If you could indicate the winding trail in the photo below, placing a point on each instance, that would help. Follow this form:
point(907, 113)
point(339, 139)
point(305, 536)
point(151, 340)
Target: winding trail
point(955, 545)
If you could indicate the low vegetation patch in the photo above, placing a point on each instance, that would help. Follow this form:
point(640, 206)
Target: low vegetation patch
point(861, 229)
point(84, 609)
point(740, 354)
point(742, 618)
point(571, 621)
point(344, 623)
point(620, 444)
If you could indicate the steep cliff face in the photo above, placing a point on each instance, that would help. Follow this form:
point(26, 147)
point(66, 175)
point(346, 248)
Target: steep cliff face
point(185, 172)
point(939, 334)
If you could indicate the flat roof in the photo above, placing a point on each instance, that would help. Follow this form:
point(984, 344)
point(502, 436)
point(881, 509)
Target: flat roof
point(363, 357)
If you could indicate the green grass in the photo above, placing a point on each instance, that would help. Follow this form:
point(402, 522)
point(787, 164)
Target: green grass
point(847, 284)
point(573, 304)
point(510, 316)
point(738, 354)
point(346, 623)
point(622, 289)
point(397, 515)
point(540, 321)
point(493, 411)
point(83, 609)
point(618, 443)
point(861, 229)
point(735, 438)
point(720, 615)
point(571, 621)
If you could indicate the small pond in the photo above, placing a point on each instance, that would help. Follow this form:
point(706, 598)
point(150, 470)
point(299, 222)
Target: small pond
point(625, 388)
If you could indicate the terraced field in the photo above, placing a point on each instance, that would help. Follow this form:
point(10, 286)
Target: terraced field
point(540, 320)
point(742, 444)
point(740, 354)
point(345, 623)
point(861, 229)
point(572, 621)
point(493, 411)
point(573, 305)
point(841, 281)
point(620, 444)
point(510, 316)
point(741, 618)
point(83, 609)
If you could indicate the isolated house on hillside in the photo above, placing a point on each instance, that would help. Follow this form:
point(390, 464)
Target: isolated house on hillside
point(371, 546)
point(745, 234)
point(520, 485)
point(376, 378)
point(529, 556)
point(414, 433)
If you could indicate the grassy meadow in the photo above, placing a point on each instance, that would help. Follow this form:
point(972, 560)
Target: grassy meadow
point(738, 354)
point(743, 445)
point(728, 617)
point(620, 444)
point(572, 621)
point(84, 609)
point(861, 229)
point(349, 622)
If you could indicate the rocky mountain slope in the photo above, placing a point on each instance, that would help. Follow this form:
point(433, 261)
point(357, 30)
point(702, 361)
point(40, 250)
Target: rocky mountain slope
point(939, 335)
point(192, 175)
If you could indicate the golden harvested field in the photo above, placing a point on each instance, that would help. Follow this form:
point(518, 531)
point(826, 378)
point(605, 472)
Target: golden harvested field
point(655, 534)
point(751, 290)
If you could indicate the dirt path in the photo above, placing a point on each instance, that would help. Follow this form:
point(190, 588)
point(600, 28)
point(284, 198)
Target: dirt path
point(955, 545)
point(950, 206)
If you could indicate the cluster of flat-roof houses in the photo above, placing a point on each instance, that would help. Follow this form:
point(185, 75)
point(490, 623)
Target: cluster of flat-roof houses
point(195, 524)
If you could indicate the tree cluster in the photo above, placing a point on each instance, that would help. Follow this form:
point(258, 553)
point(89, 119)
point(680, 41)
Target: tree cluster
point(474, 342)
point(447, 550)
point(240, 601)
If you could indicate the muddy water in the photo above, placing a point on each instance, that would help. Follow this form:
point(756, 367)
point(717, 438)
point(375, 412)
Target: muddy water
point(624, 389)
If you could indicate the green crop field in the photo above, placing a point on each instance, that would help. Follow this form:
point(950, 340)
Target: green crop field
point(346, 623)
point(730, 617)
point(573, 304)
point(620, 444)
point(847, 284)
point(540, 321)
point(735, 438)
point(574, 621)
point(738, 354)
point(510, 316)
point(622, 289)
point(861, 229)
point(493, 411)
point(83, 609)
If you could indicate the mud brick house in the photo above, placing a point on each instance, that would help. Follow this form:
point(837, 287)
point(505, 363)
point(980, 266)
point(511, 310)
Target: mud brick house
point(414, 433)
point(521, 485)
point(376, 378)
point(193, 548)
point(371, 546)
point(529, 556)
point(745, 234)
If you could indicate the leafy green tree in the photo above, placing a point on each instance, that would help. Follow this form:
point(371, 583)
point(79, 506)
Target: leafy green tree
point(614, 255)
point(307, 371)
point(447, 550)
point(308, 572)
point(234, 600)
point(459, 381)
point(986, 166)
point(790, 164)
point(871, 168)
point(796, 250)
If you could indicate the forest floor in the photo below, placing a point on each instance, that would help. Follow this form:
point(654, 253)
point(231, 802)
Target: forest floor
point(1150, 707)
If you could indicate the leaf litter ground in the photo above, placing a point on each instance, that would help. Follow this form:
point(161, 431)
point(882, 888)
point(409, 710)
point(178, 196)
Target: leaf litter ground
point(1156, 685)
= = = = =
#### EXERCISE:
Rewrite all of the records with "Use this format" in place of each "Follow this form", keeping everything else the same.

#### EXERCISE ANSWER:
If you could indicate the winding trail in the photo below, placing a point on each instance, that would help. Use this format:
point(907, 113)
point(339, 139)
point(305, 536)
point(151, 340)
Target: winding trail
point(955, 545)
If you could indicate the low vegetation patch in the photo above, placing a point on each instance, that would help. Use this format:
point(640, 206)
Target: low vegetation patch
point(861, 229)
point(84, 609)
point(740, 354)
point(742, 618)
point(571, 621)
point(344, 623)
point(620, 444)
If you could indicate the steep cliff face in the photo above, placing a point on each instance, that would help. Use this format:
point(26, 147)
point(66, 175)
point(346, 248)
Target: steep cliff face
point(185, 172)
point(939, 334)
If you could indicate the flat roof in the photo above, placing a point on each instance, that would help. Use this format:
point(984, 344)
point(502, 436)
point(881, 509)
Target: flat roof
point(363, 357)
If you could indicate the green grass in the photo above, placing a point on each instance, that would help. Use this format:
point(402, 522)
point(787, 164)
Target: green grass
point(847, 284)
point(573, 304)
point(510, 316)
point(738, 354)
point(346, 623)
point(622, 289)
point(397, 515)
point(540, 321)
point(493, 411)
point(83, 609)
point(618, 443)
point(861, 229)
point(735, 438)
point(720, 615)
point(571, 621)
If you could indicate the small pond in the photo above, placing a point on each instance, that would help. Use this format:
point(706, 598)
point(150, 470)
point(299, 222)
Target: small pond
point(625, 388)
If you could indicate the terraced field in the photo above, placing a point on each instance, that would help. Use this format:
point(10, 286)
Target: terraced field
point(540, 320)
point(742, 444)
point(740, 354)
point(345, 623)
point(861, 229)
point(572, 621)
point(493, 411)
point(573, 305)
point(841, 281)
point(620, 444)
point(510, 316)
point(741, 618)
point(83, 609)
If you could indicate the isolated house on hillside in the photo above, placing a point on each instance, that would help. Use this format:
point(390, 464)
Target: isolated house on hillside
point(371, 546)
point(745, 234)
point(520, 485)
point(376, 378)
point(529, 556)
point(414, 433)
If you could indicate the grassy meadow in the photo above, placing a point on each instance, that would help. Use this format:
point(972, 560)
Target: grassy meadow
point(738, 354)
point(743, 445)
point(728, 617)
point(620, 444)
point(572, 621)
point(84, 609)
point(861, 229)
point(349, 622)
If you could indicate the rocky mountain slope in the photo above, placing a point on each instance, that would help. Use this format:
point(433, 261)
point(357, 30)
point(702, 361)
point(40, 250)
Target: rocky mountain slope
point(939, 335)
point(192, 175)
If you could indicate the golden harvested field in the photo above, placing a point on each instance, that would help. Use this format:
point(518, 531)
point(826, 378)
point(605, 472)
Target: golden harvested field
point(655, 534)
point(751, 290)
If you could indicate the dirt path in the photo above, placing a point on each instance, that would help. Use this format:
point(190, 588)
point(600, 28)
point(284, 198)
Target: dirt path
point(955, 545)
point(950, 206)
If you could indicate the cluster of flat-roof houses in the photo above, placing a point on each instance, that would help. Use this format:
point(185, 75)
point(490, 623)
Target: cluster of flat-roof houses
point(195, 524)
If you could indicate the tree cluster in the photo above, placing a point on each instance, that would help. Use this format:
point(258, 553)
point(89, 119)
point(680, 41)
Target: tree cluster
point(474, 342)
point(447, 550)
point(240, 601)
If you could indicate the muddy water in the photo above, placing a point on each instance, that would help. Use this format:
point(756, 367)
point(717, 438)
point(375, 412)
Target: muddy water
point(624, 389)
If you could indicate the green crop field in the photo above, placing a point on each instance, that would help. Use this format:
point(950, 340)
Target: green crop field
point(346, 623)
point(730, 617)
point(573, 304)
point(620, 444)
point(847, 284)
point(540, 321)
point(735, 438)
point(574, 621)
point(738, 354)
point(510, 316)
point(622, 289)
point(861, 229)
point(493, 411)
point(83, 609)
If you could indicate the mud brick house in the photo above, placing a point on each instance, that would help. Use this format:
point(837, 287)
point(505, 363)
point(980, 266)
point(511, 310)
Target: mud brick house
point(414, 433)
point(521, 485)
point(376, 378)
point(193, 548)
point(371, 546)
point(529, 556)
point(745, 234)
If you could indicate the leafy green tree in the photo above, placing a point on each instance, that would help. Use this format:
point(371, 583)
point(79, 506)
Target: leafy green tree
point(614, 255)
point(307, 371)
point(447, 550)
point(308, 572)
point(234, 600)
point(459, 381)
point(986, 166)
point(790, 164)
point(871, 168)
point(796, 250)
If you could indicate the forest floor in the photo below, placing a point on each instance, that would help. Use this format:
point(654, 253)
point(231, 802)
Target: forest floor
point(1150, 707)
If you could indicate the leaf litter ground in the photo above, placing a point on each instance, that would help. Use this format:
point(161, 431)
point(882, 888)
point(409, 710)
point(178, 196)
Target: leaf litter ground
point(1156, 685)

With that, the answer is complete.